(Dataset excerpts)

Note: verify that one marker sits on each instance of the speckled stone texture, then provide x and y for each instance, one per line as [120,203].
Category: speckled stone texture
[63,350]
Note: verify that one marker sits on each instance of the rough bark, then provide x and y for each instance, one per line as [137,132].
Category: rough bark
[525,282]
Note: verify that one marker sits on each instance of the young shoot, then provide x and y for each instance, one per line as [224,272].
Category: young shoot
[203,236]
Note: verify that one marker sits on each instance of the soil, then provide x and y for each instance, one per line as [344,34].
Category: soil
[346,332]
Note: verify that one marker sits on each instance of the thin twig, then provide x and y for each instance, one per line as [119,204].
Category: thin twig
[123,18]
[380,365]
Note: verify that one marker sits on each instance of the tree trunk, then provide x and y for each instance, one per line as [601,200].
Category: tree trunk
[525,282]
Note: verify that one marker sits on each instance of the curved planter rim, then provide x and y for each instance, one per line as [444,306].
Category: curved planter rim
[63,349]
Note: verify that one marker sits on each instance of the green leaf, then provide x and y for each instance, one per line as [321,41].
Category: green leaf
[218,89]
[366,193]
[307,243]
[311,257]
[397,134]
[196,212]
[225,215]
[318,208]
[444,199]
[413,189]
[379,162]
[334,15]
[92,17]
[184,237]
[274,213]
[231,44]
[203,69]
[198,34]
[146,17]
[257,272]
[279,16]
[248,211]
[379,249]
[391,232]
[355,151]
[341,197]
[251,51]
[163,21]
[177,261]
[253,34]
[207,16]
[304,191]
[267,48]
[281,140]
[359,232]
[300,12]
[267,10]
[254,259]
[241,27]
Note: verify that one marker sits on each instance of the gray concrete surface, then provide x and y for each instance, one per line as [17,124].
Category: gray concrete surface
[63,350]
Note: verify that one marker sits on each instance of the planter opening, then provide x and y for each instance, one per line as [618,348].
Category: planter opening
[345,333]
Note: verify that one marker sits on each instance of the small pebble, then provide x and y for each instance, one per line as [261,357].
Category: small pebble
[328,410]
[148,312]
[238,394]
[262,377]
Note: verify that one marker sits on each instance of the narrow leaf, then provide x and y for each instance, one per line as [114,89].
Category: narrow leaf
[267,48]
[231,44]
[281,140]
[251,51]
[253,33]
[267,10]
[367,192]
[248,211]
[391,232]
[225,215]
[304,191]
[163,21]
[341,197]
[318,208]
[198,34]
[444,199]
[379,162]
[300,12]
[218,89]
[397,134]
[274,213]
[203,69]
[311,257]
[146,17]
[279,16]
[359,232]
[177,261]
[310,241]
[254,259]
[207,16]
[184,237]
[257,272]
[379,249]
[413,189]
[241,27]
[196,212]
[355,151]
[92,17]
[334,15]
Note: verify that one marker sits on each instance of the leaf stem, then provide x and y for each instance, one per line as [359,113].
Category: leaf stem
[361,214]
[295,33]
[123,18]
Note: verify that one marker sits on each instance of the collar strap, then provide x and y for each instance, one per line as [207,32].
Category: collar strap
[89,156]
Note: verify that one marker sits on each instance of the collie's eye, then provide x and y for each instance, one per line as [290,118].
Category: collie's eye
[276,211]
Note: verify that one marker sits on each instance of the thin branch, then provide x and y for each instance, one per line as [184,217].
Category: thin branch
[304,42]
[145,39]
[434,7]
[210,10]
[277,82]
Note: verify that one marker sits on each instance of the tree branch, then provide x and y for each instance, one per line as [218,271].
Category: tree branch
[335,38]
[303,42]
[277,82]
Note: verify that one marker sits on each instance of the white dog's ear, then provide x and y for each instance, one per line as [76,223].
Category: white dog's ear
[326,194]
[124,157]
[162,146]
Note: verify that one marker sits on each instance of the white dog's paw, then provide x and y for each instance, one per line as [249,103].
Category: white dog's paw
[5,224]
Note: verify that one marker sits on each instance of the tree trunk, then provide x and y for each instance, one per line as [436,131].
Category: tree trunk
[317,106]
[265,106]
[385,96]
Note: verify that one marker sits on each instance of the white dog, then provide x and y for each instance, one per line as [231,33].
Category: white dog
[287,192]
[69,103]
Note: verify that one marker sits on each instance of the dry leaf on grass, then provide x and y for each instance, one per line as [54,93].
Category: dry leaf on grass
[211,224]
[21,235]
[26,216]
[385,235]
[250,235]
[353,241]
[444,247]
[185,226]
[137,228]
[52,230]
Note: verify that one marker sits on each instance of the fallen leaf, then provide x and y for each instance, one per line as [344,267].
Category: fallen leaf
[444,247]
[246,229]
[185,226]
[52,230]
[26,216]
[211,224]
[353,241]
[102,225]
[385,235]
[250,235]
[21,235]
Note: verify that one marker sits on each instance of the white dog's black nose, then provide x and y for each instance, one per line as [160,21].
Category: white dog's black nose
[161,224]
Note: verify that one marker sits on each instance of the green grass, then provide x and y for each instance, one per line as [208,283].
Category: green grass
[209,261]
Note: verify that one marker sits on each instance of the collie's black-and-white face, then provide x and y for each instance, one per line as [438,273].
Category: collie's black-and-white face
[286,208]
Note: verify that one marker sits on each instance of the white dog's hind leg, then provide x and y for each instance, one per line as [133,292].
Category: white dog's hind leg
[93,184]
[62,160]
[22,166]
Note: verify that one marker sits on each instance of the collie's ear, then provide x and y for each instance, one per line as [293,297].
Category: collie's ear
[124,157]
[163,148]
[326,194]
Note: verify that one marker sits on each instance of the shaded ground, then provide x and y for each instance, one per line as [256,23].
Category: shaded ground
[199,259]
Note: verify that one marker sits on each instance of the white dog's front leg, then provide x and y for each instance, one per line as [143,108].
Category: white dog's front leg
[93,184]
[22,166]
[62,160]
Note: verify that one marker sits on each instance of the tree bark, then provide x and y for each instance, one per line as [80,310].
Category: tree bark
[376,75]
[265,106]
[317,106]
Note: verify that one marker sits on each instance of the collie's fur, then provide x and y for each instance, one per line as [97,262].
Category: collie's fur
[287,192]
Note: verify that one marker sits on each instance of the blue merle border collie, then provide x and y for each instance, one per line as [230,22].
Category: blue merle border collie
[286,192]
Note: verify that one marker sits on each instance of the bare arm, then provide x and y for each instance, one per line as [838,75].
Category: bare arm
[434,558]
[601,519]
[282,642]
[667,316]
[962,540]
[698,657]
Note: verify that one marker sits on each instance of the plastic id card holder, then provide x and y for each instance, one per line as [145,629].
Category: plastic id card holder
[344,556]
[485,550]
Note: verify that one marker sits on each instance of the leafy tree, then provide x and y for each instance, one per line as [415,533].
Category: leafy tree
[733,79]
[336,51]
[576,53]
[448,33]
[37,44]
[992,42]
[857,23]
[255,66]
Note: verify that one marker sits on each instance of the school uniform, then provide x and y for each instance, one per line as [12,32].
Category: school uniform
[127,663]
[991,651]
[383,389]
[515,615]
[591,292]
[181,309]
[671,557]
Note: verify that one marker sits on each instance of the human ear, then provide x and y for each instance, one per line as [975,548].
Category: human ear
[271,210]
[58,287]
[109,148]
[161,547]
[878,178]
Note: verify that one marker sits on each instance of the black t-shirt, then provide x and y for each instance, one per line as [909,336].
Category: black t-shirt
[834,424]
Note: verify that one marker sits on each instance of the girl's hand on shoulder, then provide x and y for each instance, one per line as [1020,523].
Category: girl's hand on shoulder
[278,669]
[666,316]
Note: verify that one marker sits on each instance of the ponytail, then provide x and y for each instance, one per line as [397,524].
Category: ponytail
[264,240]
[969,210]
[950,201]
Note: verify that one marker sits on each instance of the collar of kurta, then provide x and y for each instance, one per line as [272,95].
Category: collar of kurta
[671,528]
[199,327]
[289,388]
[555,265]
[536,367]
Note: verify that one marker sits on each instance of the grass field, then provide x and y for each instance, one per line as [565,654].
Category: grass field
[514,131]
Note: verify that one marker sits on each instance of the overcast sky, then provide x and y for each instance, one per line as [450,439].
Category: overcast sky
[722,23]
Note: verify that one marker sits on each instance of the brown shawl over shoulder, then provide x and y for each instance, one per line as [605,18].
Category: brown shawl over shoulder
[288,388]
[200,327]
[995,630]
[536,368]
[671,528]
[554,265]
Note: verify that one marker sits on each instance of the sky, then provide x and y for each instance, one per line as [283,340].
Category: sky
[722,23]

Description of the task: Taking the entries above, print exactly the lines starting at the line with "line as [54,93]." and ending at the line with "line as [344,267].", both included.

Answer space:
Note: verify that one marker sits on each instance of the dry leaf on grass, then provide x and y for each instance, one per line as [54,93].
Category: dry leaf on grass
[211,224]
[21,235]
[26,216]
[385,235]
[250,235]
[353,241]
[444,247]
[185,226]
[137,228]
[52,230]
Note: verify that one marker sits on each instance of the fallen leaf, then provide x and y for each instance, one per line as [344,267].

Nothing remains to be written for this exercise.